**** Document section

Telstra CEO Andy Penn admits he's missing head office.
'I'm looking forward to getting back into the office; this spell I haven't been back in, I think, three or four months,' he told an online forum this week.
But his employees may not be feeling the same, with the release of a report showing Australian workers want a mix of flexible home and office-based work, known as hybrid work.
More than half the 1250 employees surveyed for the report said hybrid work is more important to them than a five per cent pay rise.
A recent study revealed 'Hybrid work' is more important to Australian office workers than a pay rise (pictured, stock image)
The study, commissioned by Telstra, also shows hybrid work could create 42,000 extra full time jobs over the next decade and add $18 billion to the Australian economy.
It showed businesses that allow hybrid working are 22 per cent more likely to have higher productivity and, on average, have six per cent more income.
'The companies that are going to be successful in the future will offer people the most flexible way of working,' Mr Penn said.
Telstra's 25,000 workers were some of the first to move to home-based work when the COVID-19 pandemic hit and the company recently revealed it would continue to let workers choose to work from home.
But Mr Penn cautioned that an ongoing hybrid model was not the same as being forced to work from home during the pandemic.
Hybrid work could create 42,000 extra full time jobs over the next decade (pictured, Sydney officer workers enjoying lunch)
The research, by Deloitte Access Economics, showed 23 per cent of women considered leaving the workforce during 2020, while 24 per cent said they were less likely to return to the office than their spouse.
'Hybrid working does have this significant possibility of increasing participation in the workforce for women,' Clare Harding from Deloitte said.
But she said normalising hybrid work for men was also important and corporations allowing flexible work need to be careful their offices don't become male dominated environments.
The Commonwealth Bank's group executive for human resources Sian Lewis told the online forum corporations still need to work out how to measure the productivity of people working from home.
'I'm not sure we're that great at measuring the productivity of knowledge workers ... all businesses and organisations are going to have to get better at measuring output,' she said.
She also questioned whether the productivity improvements mentioned in the report are the result of real efficiency gains or because work and home life have recently merged in a way that's unsustainable.
'I think there's a whole new set of protocols that we have to think about to make sure that the productivity uplift is both real and sustainable.'
The research was conducted by Deloitte Access Economics and the Australian National University using ABS data and a survey of 1250 workers.
Telstra has recently cut a third of its employees but Mr Penn told the company's recent AGM further job cuts are off the table.

********
**** Available data

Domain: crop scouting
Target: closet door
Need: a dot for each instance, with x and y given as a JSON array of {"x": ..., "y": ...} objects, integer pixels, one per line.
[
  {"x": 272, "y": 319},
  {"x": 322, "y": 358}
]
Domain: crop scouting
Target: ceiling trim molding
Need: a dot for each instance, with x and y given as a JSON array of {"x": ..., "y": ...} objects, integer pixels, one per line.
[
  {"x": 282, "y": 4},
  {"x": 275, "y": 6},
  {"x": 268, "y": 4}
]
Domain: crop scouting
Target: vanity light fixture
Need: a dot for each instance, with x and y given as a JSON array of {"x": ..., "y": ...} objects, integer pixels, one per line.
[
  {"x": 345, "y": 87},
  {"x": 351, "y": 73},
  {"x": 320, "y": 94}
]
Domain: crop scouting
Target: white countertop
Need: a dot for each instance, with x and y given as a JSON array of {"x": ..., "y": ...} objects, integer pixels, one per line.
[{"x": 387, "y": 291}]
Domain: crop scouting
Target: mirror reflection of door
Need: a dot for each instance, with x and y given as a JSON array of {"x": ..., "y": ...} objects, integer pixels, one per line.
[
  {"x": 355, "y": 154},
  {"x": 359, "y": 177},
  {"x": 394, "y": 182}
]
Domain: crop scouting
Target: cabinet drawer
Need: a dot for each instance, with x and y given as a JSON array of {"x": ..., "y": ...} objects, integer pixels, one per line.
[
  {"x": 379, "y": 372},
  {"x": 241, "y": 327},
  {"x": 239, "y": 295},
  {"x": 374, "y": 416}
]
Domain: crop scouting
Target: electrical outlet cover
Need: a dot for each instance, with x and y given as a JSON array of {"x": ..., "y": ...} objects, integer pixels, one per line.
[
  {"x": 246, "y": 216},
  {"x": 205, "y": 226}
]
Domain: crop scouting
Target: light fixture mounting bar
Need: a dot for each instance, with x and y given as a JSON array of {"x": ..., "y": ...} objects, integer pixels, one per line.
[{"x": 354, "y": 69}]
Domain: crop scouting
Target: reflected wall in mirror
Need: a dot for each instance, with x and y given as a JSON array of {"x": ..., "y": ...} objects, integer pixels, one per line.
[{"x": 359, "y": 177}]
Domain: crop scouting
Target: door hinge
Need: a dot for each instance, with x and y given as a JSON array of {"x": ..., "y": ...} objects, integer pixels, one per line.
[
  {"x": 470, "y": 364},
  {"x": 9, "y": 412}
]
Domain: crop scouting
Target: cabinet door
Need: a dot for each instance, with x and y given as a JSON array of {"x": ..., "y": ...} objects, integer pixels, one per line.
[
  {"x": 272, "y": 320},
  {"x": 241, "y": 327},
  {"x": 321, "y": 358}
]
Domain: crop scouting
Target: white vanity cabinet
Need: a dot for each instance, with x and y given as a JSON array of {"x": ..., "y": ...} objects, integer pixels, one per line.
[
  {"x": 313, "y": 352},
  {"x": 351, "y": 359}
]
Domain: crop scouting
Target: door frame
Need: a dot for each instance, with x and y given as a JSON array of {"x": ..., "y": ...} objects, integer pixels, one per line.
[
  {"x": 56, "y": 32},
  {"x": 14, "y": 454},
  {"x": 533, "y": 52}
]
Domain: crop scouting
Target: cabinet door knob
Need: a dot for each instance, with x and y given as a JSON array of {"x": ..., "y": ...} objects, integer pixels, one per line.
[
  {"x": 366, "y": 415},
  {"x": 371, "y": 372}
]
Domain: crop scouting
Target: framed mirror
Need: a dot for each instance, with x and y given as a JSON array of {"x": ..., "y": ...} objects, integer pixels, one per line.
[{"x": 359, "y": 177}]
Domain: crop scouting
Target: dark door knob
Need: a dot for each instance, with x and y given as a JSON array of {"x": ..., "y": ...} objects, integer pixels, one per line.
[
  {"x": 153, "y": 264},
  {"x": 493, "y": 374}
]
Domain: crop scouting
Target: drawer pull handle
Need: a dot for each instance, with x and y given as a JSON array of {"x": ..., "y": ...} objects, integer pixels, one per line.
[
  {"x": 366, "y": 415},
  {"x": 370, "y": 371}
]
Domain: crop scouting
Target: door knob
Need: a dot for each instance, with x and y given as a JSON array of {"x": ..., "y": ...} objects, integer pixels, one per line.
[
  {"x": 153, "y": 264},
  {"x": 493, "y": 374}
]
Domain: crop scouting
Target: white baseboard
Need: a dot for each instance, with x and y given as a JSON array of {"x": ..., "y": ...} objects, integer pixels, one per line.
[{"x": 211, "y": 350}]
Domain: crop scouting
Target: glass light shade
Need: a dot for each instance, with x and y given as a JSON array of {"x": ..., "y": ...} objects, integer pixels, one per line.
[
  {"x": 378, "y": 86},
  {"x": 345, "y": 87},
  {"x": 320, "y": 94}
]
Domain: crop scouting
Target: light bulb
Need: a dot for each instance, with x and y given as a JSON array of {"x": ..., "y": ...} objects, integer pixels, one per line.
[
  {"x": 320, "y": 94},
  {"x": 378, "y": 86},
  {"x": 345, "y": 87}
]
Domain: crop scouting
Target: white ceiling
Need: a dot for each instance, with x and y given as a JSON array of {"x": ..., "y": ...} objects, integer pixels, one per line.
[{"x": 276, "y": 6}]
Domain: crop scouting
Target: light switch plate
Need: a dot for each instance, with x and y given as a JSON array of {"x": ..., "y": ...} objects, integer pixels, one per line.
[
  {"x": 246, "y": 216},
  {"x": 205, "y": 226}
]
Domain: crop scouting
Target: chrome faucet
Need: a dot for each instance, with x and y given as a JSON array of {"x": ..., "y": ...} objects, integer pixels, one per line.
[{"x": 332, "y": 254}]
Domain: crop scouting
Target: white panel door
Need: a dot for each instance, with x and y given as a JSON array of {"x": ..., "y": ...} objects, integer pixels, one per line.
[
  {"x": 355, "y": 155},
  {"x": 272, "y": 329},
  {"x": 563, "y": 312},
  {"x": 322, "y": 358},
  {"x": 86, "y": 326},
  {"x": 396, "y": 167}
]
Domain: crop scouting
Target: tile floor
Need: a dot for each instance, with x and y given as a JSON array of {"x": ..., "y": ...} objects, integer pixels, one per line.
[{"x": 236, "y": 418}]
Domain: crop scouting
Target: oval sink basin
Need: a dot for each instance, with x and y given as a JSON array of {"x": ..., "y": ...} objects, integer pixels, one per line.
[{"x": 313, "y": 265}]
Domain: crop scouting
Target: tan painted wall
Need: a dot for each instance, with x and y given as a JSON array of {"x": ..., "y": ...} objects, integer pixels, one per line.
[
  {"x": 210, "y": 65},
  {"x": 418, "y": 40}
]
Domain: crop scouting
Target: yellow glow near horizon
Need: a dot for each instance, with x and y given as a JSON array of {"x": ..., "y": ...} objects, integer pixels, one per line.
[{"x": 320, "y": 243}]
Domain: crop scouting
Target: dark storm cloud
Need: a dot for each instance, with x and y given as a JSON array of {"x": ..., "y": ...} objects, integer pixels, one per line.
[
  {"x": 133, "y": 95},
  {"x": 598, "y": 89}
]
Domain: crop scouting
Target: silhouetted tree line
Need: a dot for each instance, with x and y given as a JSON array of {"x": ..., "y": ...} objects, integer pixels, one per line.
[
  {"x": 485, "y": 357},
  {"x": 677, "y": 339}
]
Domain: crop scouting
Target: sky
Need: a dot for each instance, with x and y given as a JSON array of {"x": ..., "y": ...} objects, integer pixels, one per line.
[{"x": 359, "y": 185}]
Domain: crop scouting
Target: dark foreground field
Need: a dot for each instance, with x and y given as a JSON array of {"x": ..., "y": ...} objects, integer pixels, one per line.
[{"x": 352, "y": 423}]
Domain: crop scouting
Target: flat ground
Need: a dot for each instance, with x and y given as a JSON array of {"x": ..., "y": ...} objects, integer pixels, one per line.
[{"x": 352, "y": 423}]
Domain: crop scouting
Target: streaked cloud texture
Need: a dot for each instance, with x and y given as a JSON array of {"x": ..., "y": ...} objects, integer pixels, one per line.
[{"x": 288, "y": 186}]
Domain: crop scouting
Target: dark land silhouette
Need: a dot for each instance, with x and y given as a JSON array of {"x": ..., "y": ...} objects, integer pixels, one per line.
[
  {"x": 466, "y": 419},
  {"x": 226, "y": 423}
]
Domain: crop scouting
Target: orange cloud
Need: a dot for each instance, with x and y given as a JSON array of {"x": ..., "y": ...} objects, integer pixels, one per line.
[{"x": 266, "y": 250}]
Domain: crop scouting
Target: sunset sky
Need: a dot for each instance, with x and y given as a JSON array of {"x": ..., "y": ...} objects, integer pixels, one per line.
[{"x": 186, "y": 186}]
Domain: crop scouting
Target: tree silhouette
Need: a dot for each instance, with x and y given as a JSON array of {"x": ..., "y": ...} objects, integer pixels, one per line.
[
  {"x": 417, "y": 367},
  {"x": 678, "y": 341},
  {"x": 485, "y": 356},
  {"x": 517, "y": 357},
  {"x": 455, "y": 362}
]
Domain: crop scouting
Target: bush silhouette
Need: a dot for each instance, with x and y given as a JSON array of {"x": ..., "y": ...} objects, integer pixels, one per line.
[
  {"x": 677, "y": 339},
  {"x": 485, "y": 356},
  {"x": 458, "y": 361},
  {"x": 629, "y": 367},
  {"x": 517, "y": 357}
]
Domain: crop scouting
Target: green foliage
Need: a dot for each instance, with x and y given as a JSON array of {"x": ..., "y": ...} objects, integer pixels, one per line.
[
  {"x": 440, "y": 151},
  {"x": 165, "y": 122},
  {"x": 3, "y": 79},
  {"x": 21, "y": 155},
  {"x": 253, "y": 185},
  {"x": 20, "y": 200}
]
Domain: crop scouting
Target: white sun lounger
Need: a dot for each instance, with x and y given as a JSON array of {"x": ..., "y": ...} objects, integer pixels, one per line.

********

> _Task to carry out_
Copy the article on hybrid work from "A recent study" to "cent more income.", replacing "productivity" with "output".

> _Answer to the problem_
A recent study revealed 'Hybrid work' is more important to Australian office workers than a pay rise (pictured, stock image)
The study, commissioned by Telstra, also shows hybrid work could create 42,000 extra full time jobs over the next decade and add $18 billion to the Australian economy.
It showed businesses that allow hybrid working are 22 per cent more likely to have higher output and, on average, have six per cent more income.